• [WHAT THIS TASK INVOLVES]
Repeat the listing below in full, exactly as it stands.

• [ENTRIES]
::::
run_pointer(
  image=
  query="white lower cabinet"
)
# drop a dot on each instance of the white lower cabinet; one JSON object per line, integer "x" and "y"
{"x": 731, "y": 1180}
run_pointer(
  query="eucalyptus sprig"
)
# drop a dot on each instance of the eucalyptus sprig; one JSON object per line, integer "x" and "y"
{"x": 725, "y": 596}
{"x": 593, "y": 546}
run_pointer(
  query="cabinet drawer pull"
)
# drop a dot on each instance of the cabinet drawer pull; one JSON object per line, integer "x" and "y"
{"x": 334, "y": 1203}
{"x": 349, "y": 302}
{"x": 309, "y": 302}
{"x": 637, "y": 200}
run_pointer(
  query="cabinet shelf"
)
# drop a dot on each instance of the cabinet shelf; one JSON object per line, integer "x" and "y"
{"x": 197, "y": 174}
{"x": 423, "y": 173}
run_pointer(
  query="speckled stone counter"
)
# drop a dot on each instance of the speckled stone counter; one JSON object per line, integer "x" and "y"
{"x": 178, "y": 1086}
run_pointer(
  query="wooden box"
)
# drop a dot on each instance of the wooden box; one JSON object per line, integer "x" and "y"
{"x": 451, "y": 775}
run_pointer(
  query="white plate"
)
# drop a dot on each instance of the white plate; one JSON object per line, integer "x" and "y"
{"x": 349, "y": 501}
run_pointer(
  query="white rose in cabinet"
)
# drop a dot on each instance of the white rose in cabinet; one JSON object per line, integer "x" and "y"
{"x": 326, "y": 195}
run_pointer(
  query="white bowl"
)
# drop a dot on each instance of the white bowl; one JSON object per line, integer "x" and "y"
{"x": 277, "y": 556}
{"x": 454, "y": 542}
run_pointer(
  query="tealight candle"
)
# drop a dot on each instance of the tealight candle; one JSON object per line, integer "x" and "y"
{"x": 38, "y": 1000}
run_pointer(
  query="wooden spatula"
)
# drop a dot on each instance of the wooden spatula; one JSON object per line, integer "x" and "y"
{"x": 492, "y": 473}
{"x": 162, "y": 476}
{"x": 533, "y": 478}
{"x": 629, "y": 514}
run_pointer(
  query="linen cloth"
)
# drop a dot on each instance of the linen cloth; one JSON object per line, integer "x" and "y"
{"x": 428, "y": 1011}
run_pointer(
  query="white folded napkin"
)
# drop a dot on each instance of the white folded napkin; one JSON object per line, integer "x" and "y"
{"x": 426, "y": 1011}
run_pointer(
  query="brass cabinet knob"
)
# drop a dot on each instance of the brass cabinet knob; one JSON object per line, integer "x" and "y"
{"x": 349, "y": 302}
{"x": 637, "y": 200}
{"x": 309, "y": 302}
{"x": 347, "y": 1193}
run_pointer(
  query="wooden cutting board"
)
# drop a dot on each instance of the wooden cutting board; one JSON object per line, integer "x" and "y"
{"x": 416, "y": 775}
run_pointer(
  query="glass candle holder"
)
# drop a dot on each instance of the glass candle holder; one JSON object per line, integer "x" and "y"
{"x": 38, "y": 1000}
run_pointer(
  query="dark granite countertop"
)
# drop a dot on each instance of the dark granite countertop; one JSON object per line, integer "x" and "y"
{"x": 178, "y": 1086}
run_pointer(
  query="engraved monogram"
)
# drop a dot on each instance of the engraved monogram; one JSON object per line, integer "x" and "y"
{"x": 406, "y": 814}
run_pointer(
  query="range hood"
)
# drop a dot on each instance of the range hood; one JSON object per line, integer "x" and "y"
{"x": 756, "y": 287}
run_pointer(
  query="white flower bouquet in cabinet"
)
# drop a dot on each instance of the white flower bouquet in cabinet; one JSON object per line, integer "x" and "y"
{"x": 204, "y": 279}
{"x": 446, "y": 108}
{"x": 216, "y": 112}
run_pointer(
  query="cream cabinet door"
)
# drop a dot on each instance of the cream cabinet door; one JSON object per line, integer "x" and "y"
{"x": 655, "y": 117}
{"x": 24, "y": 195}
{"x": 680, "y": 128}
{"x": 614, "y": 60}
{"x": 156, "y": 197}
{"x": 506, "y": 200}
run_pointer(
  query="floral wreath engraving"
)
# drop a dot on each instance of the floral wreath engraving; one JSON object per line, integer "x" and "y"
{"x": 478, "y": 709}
::::
• [WORKED SOLUTION]
run_pointer(
  image=
  query="white lower cabinet"
)
# drop a dot on each instance of the white lower cabinet; one JSON object per line, integer "x" and "y"
{"x": 731, "y": 1180}
run_pointer(
  query="eucalyptus sprig"
)
# drop a dot on each instance of the eucalyptus sprig; one JSON object per line, integer "x" and "y"
{"x": 725, "y": 596}
{"x": 593, "y": 546}
run_pointer(
  query="cabinet drawer pull"
)
# drop a dot on each instance of the cabinet drawer pull; one JSON object per line, integer "x" and "y"
{"x": 334, "y": 1203}
{"x": 349, "y": 302}
{"x": 309, "y": 302}
{"x": 637, "y": 200}
run_pointer(
  query="cabinet shelf"
)
# drop a dot on each instance of the cabinet shelf; one JSON object per line, integer "x" and "y"
{"x": 197, "y": 174}
{"x": 423, "y": 173}
run_pointer(
  query="speckled stone counter"
)
# drop a dot on each instance of the speckled stone counter; one JSON object per line, integer "x" and "y"
{"x": 178, "y": 1086}
run_pointer(
  query="wooden box"
)
# drop a dot on each instance of the wooden box; one JSON object per line, integer "x" and "y"
{"x": 451, "y": 775}
run_pointer(
  query="white plate"
)
# drop a dot on each instance of the white plate; one JSON object per line, integer "x" and "y"
{"x": 349, "y": 501}
run_pointer(
  query="white rose in cabinet"
)
# drop a dot on each instance of the white rose in cabinet; one JSON object per line, integer "x" and "y"
{"x": 326, "y": 195}
run_pointer(
  query="white bowl"
)
# drop a dot on each instance of the white bowl; one JSON object per line, integer "x" and "y"
{"x": 277, "y": 556}
{"x": 454, "y": 542}
run_pointer(
  query="tealight candle"
)
# drop a dot on each instance of the tealight candle; one JSON object per line, integer "x" and "y"
{"x": 38, "y": 1000}
run_pointer(
  query="wooden spatula"
)
# drop a dot on each instance of the wooden spatula; one JSON object per line, integer "x" and "y"
{"x": 492, "y": 473}
{"x": 162, "y": 476}
{"x": 533, "y": 478}
{"x": 629, "y": 514}
run_pointer(
  query="linen cloth"
)
# drop a dot on each instance of the linen cloth; one JSON object per line, integer "x" and "y"
{"x": 428, "y": 1011}
run_pointer(
  query="white folded napkin"
)
# drop a dot on each instance of the white folded napkin; one JSON object per line, integer "x" and "y"
{"x": 426, "y": 1011}
run_pointer(
  query="brass cabinet knob"
)
# drop a dot on each instance of the brass cabinet knob; one JSON object per line, integer "x" and "y"
{"x": 349, "y": 302}
{"x": 637, "y": 200}
{"x": 309, "y": 302}
{"x": 347, "y": 1193}
run_pointer(
  query="wooden cutting board"
)
# drop a dot on each instance of the wooden cutting board; one JSON object per line, integer "x" and "y"
{"x": 416, "y": 775}
run_pointer(
  query="glass candle holder"
)
# drop a dot on each instance of the glass candle holder; one JSON object per line, integer "x" and "y"
{"x": 38, "y": 1000}
run_pointer(
  query="dark granite countertop"
)
# drop a dot on each instance of the dark granite countertop; one JSON object per line, integer "x" and "y"
{"x": 178, "y": 1086}
run_pointer(
  query="engraved monogram"
)
# drop a dot on each instance of the engraved monogram; one JSON object per line, integer "x" and "y"
{"x": 406, "y": 814}
run_pointer(
  query="range hood"
)
# drop a dot on each instance of the range hood; one JSON object per line, integer "x" and "y"
{"x": 756, "y": 287}
run_pointer(
  query="white flower bouquet in cabinet"
)
# drop a dot on each instance of the white flower bouquet in cabinet; one JSON object per line, integer "x" and "y"
{"x": 204, "y": 279}
{"x": 446, "y": 108}
{"x": 216, "y": 112}
run_pointer(
  query="cream cabinet door"
)
# drop a dot on each instance of the cream cabinet door; one JSON object per line, integer "x" and "y"
{"x": 655, "y": 117}
{"x": 24, "y": 195}
{"x": 680, "y": 128}
{"x": 614, "y": 60}
{"x": 156, "y": 197}
{"x": 506, "y": 200}
run_pointer(
  query="floral wreath engraving"
)
# drop a dot on each instance of the floral wreath engraving; one JSON object per line, integer "x" and "y"
{"x": 478, "y": 709}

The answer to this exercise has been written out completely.